Provided text:
=== Begin Enclosure ===

Despite being surrounded and under heavy shelling, the city remains under Ukrainian control

Mariupol: Heavy Russian shelling which began targeting the city on Wednesday continued into Thursday, with the mayor saying the bombardment is so heavy that medics can’t get into the streets to rescue the dead and injured

Despite the attacks, the city remains in Ukrainian hands

Kherson: City feared captured by Russian forces after mayor says ‘armed visitors’ joined a local council meeting and had imposed a curfew

However, the British MoD said Thursday morning that the military situation is still ‘unclear’ – suggesting that Russia may not be in full control

Zaporizhzhia: Russian forces have surrounded the city and its nuclear power plant, which is the largest in Europe

Civilians set up road blocks around the plant to defend it, with the city’s mayor saying one came under fire by Russian troops on Wednesday leaving two people hurt

Odessa: The Black Sea port city, and Ukraine’s main naval base, is preparing for a Russian assault after a dozen warships were seen forming up near Crimea

Mayor said fighter jets appear to be testing air defences by flying sorties overhead, as residents prepare makeshift defences made of old railway sleepers and lay landmines on the beach

Ahead of the invasion, Washington had warned that Russia’s superior forces would be able to quickly overwhelm Ukraine’s 200,000-strong army – taking out air defences, achieving superiority in the skies, and then raining death down on those below.

=== End Enclosure ===

Study questions:
1. According to the report on Ukrainian cities, what are Odessa residents using to build their makeshift defenses?
2. Duplicate everything in the report on Ukrainian cities from "Odessa: The Black" down to "on those below.".

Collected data
=== Begin Enclosure ===

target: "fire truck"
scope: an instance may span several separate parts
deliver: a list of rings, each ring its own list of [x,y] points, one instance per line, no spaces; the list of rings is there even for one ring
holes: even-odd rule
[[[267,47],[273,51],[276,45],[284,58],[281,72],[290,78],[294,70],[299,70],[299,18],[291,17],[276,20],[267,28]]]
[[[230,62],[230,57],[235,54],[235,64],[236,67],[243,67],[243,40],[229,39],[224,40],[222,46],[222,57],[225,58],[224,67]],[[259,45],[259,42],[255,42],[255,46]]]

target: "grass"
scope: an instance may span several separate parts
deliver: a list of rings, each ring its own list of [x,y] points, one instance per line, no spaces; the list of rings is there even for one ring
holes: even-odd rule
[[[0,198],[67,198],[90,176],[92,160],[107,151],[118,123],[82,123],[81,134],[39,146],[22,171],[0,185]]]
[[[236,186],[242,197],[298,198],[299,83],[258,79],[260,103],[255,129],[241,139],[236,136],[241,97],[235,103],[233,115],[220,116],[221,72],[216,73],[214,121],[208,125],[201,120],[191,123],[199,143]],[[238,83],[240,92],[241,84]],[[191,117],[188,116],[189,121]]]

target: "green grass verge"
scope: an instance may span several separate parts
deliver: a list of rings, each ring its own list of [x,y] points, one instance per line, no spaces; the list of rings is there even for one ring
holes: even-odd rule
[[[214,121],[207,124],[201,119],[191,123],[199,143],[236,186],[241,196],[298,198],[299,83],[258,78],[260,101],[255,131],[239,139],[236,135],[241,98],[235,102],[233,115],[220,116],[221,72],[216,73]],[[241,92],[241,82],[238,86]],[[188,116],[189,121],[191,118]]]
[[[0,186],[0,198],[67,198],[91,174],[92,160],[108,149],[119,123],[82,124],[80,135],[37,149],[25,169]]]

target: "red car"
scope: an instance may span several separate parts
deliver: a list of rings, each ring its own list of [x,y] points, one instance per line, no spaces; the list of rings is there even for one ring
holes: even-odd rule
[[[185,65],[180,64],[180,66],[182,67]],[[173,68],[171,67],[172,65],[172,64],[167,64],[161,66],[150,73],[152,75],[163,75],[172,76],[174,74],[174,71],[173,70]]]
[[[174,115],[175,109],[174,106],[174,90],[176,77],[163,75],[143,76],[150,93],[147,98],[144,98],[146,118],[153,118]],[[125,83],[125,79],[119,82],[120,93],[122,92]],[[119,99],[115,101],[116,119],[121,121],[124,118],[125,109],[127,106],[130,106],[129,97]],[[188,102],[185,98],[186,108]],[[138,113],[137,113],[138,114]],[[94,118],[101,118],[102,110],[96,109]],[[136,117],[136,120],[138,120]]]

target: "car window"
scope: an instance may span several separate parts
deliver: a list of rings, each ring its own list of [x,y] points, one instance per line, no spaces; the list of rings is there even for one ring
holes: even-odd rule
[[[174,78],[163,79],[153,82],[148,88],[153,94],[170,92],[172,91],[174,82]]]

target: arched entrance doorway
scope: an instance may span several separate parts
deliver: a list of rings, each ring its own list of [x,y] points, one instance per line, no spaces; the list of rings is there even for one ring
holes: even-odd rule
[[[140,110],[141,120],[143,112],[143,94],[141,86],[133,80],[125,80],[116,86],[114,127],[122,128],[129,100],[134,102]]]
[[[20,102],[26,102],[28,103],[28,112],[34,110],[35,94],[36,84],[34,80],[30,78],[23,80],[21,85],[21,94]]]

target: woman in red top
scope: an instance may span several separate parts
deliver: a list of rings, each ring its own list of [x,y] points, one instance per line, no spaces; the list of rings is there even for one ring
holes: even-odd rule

=== End Enclosure ===

Solution set:
1. Old railway sleepers.

2.
Odessa: The Black Sea port city, and Ukraine’s main naval base, is preparing for a Russian assault after a dozen warships were seen forming up near Crimea

Mayor said fighter jets appear to be testing air defences by flying sorties overhead, as residents prepare makeshift defences made of old railway sleepers and lay landmines on the beach

Ahead of the invasion, Washington had warned that Russia’s superior forces would be able to quickly overwhelm Ukraine’s 200,000-strong army – taking out air defences, achieving superiority in the skies, and then raining death down on those below.